### INSTRUCTIONS TO FOLLOW:
Return, exactly, the line that contains "Pin each instance of the tree" together with all lines after it to the end of the entries, and no further lines.

### Photo-based point labeling data:
++++++

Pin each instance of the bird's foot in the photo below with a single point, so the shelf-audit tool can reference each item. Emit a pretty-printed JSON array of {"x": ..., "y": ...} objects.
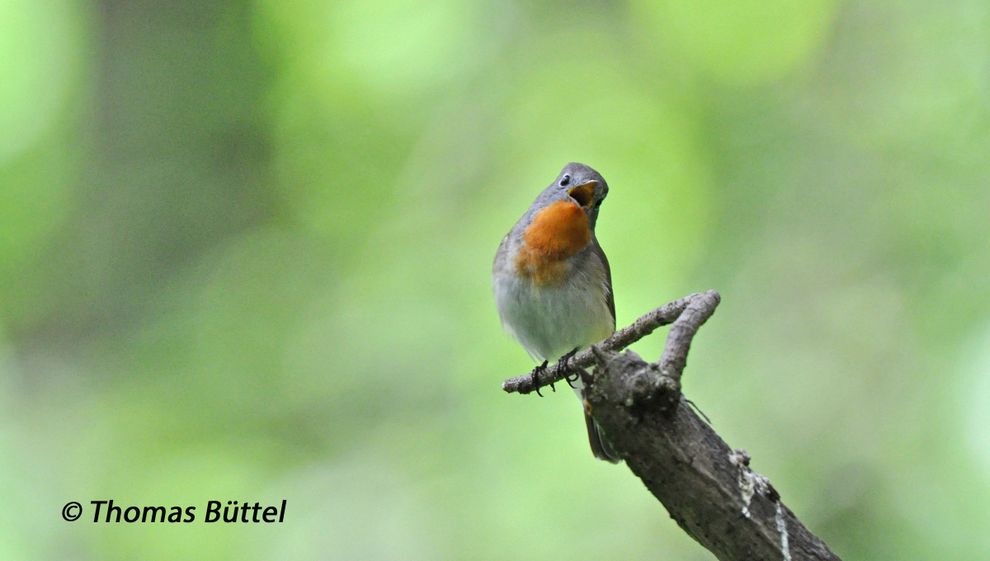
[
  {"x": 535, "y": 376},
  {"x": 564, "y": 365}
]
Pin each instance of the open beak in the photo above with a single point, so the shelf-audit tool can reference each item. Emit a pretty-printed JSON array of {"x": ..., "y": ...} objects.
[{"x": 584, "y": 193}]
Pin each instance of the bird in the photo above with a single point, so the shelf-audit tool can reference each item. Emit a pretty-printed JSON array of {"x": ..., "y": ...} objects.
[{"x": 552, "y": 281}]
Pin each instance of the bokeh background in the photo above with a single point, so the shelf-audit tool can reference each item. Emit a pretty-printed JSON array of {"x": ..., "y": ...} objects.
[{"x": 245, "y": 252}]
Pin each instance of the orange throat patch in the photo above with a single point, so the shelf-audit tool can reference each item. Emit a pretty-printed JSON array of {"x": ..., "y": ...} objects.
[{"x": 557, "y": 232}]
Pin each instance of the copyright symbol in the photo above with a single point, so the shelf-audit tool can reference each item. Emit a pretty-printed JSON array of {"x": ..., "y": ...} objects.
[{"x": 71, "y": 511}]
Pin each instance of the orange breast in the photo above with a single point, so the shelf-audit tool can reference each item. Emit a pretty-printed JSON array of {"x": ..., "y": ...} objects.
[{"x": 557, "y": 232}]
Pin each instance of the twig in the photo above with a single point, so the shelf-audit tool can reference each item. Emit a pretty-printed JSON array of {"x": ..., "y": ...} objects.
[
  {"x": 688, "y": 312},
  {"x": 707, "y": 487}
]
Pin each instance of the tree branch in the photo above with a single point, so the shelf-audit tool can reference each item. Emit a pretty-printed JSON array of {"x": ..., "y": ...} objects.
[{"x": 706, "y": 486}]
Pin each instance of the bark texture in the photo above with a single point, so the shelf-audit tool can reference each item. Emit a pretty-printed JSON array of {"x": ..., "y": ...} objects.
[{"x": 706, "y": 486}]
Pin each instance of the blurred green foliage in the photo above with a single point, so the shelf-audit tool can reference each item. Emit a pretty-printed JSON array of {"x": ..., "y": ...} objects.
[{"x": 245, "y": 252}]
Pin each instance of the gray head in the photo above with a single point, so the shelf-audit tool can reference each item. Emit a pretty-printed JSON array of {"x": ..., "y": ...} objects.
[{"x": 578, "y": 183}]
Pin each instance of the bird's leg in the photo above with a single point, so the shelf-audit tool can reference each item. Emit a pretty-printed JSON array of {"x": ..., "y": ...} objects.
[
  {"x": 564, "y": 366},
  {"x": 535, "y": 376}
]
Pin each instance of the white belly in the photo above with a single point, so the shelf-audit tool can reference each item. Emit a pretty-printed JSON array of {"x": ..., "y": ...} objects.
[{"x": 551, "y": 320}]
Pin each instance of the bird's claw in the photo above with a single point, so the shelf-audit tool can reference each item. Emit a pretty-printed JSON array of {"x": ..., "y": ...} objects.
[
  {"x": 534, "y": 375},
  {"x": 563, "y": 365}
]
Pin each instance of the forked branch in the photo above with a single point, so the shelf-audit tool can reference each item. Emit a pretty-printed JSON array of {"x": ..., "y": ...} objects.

++++++

### TASK RESULT:
Pin each instance of the tree branch in the photo above with a single point, so the shelf-audit tool can reference each item. Emit a pretty-printed JSON array of {"x": ..., "y": ...} objects.
[{"x": 706, "y": 486}]
Pin each instance of the bark texture in the photo above with a single point, so the shelf-audit tool can reference each item. Emit a pretty-printed JSON array of {"x": ..., "y": ...} objects.
[{"x": 706, "y": 486}]
Pin each instance of the blurred green foliage in the photo above with a single point, so the shelf-audit tool can reference each item. Emit a pretty-printed JSON array of {"x": ..., "y": ...} objects.
[{"x": 245, "y": 252}]
Pin each instance of the gray head in the photo above with a single point, so the shelf-audit tool can reference each item. Emit a pretty-printed JSON array of {"x": ..., "y": ...} objects.
[{"x": 578, "y": 183}]
Pin each instance of the bird's leg in the photo above with a single point, so the shelf-audit tool can reference each item. Emit a pretty-printed JSON array of {"x": ..., "y": ...} objects.
[
  {"x": 564, "y": 366},
  {"x": 535, "y": 376}
]
Pin each instance of the white belly in the photo above with a single point, so the shelf-audit tool can reference each item. Emit a pretty-printed JSON array of {"x": ..., "y": ...} objects.
[{"x": 551, "y": 320}]
Pin each instance of the bird's claw in the photo above with a single point, so the shelf-audit tool can reference each item. Emit a pretty-printed JSON array of {"x": ..., "y": ...} objects.
[
  {"x": 534, "y": 375},
  {"x": 563, "y": 365}
]
Pin each instance of the forked branch in the photo above with a single point, so the shelf-audit tool can reference each item. Emit a pretty-printed JSON array of {"x": ..., "y": ...} objects.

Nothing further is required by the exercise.